* **What you will do**:
Rescale the rows below by repeating every line, requests included, with each box coordinate in the answers multiplied by 1.4 and rounded to a whole number, halves up, while the numbers in the requests and their sample boxes stay unchanged. Leave the pictures out of your reply.

[start of Data to process]

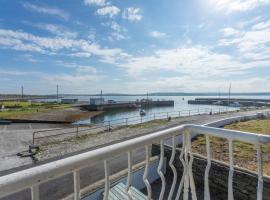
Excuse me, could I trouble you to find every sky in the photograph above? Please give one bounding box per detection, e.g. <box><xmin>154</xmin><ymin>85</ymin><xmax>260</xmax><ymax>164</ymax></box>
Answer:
<box><xmin>0</xmin><ymin>0</ymin><xmax>270</xmax><ymax>94</ymax></box>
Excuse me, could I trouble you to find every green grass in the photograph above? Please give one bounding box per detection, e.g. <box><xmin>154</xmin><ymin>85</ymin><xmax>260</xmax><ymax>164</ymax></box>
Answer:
<box><xmin>0</xmin><ymin>101</ymin><xmax>71</xmax><ymax>119</ymax></box>
<box><xmin>192</xmin><ymin>120</ymin><xmax>270</xmax><ymax>175</ymax></box>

[end of Data to process]

* **Complete response**:
Excuse me, could I trouble you to find every sky in the photograph above? Please give one bounding box per detection, e.g. <box><xmin>154</xmin><ymin>85</ymin><xmax>260</xmax><ymax>164</ymax></box>
Answer:
<box><xmin>0</xmin><ymin>0</ymin><xmax>378</xmax><ymax>132</ymax></box>
Excuse me, could I trouble you to find every green grass in the photograph above? Please give one bounding box per detection, e.g. <box><xmin>154</xmin><ymin>85</ymin><xmax>260</xmax><ymax>164</ymax></box>
Answer:
<box><xmin>0</xmin><ymin>141</ymin><xmax>99</xmax><ymax>167</ymax></box>
<box><xmin>269</xmin><ymin>168</ymin><xmax>378</xmax><ymax>245</ymax></box>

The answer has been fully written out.